### Task directions
Your answer should be the complete data, copied exactly.

- - - - - - -

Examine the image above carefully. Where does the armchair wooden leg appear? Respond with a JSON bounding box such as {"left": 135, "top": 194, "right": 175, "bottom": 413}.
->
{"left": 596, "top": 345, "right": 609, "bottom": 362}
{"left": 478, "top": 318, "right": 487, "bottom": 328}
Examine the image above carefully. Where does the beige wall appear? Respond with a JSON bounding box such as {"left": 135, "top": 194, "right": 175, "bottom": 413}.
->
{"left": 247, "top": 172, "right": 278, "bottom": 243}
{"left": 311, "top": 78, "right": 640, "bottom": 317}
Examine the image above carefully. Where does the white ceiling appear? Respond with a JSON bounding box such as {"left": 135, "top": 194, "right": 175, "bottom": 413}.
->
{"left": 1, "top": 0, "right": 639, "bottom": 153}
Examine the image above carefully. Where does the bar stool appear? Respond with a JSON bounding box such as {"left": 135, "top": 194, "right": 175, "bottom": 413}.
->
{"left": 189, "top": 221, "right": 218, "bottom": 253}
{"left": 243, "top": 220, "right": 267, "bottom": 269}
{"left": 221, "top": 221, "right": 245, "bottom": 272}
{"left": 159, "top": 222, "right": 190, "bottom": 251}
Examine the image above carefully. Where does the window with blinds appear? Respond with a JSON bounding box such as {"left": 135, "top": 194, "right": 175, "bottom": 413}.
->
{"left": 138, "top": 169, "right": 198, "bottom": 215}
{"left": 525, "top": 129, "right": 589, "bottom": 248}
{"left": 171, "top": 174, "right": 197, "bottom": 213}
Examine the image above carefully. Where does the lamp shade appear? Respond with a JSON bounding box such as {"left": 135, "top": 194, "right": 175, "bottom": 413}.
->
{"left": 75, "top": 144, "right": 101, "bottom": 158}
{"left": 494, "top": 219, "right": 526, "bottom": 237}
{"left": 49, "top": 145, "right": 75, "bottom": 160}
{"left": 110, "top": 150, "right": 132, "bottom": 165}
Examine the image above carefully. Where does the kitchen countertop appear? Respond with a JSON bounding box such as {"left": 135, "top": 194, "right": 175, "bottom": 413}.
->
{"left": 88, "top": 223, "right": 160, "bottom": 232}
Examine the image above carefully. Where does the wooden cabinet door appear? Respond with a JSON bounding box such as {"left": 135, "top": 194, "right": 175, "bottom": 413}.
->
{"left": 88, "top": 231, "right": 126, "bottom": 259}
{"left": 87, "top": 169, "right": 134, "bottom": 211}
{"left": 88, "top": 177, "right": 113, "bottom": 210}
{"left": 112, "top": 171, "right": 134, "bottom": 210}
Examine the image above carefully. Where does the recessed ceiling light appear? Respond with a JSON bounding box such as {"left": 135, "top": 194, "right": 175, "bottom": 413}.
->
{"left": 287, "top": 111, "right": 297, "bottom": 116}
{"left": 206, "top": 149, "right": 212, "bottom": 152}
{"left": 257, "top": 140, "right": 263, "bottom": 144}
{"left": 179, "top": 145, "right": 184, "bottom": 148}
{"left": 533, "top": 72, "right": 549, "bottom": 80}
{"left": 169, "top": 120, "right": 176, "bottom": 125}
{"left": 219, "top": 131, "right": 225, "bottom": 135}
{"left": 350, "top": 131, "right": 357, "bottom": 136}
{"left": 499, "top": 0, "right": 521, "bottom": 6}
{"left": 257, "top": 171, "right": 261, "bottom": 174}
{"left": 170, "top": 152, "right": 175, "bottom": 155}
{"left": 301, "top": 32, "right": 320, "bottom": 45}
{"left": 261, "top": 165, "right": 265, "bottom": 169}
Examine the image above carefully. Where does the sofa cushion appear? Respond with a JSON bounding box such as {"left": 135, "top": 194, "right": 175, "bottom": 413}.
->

- - - - - - -

### Exercise solution
Examine the image above carefully. Where does the armchair wooden leg appear? Respond with a JSON bounding box such as {"left": 135, "top": 194, "right": 175, "bottom": 413}.
->
{"left": 596, "top": 345, "right": 609, "bottom": 362}
{"left": 478, "top": 318, "right": 487, "bottom": 328}
Examine the image above carefully. Where does the beige wall appear? Respond with a JSON bounding box such as {"left": 135, "top": 194, "right": 175, "bottom": 413}.
->
{"left": 247, "top": 172, "right": 278, "bottom": 243}
{"left": 311, "top": 78, "right": 640, "bottom": 317}
Examine the image above carefully. Where does the white ceiling appear? Respond with a JSON bounding box such as {"left": 135, "top": 194, "right": 175, "bottom": 413}.
->
{"left": 1, "top": 0, "right": 639, "bottom": 153}
Examine the image above carefully. Where does the bar stool appear? Respond with a JSON bounding box such as {"left": 135, "top": 194, "right": 175, "bottom": 413}.
->
{"left": 189, "top": 221, "right": 218, "bottom": 253}
{"left": 243, "top": 220, "right": 267, "bottom": 269}
{"left": 221, "top": 221, "right": 245, "bottom": 272}
{"left": 159, "top": 222, "right": 190, "bottom": 251}
Examine the image above carefully. Where does the window with blinds appear? Respond with a JSON bounding box such as {"left": 135, "top": 194, "right": 175, "bottom": 413}.
->
{"left": 138, "top": 169, "right": 198, "bottom": 215}
{"left": 525, "top": 129, "right": 589, "bottom": 248}
{"left": 171, "top": 174, "right": 197, "bottom": 213}
Examine the image above carefully. Where does the lamp shade appear? Respond with a JSON bounding box such as {"left": 135, "top": 194, "right": 175, "bottom": 413}.
->
{"left": 75, "top": 144, "right": 101, "bottom": 158}
{"left": 494, "top": 219, "right": 526, "bottom": 237}
{"left": 49, "top": 145, "right": 75, "bottom": 160}
{"left": 110, "top": 150, "right": 132, "bottom": 165}
Examine the image above carefully. Where does the kitchen countertop appear? Respond with a JSON bounding box such as {"left": 135, "top": 194, "right": 175, "bottom": 413}.
->
{"left": 88, "top": 223, "right": 160, "bottom": 232}
Examine the image above carefully. Where does the wooden cabinet door appear? Respond with a JSON bounding box such as {"left": 135, "top": 194, "right": 175, "bottom": 413}.
->
{"left": 88, "top": 231, "right": 126, "bottom": 259}
{"left": 87, "top": 169, "right": 134, "bottom": 211}
{"left": 88, "top": 177, "right": 113, "bottom": 210}
{"left": 112, "top": 171, "right": 134, "bottom": 210}
Examine the image above carefully. Where does the recessed ceiling light appear? Respond with a JSON bounding box such as {"left": 135, "top": 194, "right": 175, "bottom": 413}.
->
{"left": 287, "top": 111, "right": 297, "bottom": 116}
{"left": 206, "top": 149, "right": 212, "bottom": 152}
{"left": 257, "top": 140, "right": 263, "bottom": 144}
{"left": 179, "top": 145, "right": 184, "bottom": 148}
{"left": 533, "top": 72, "right": 549, "bottom": 80}
{"left": 169, "top": 120, "right": 176, "bottom": 125}
{"left": 219, "top": 131, "right": 225, "bottom": 135}
{"left": 350, "top": 131, "right": 357, "bottom": 136}
{"left": 499, "top": 0, "right": 521, "bottom": 6}
{"left": 257, "top": 171, "right": 261, "bottom": 174}
{"left": 170, "top": 152, "right": 175, "bottom": 155}
{"left": 301, "top": 32, "right": 320, "bottom": 45}
{"left": 261, "top": 165, "right": 265, "bottom": 169}
Examine the image above carefully. Where does the sofa cushion appear? Respond with a JSON bounding box such as {"left": 135, "top": 194, "right": 175, "bottom": 413}.
->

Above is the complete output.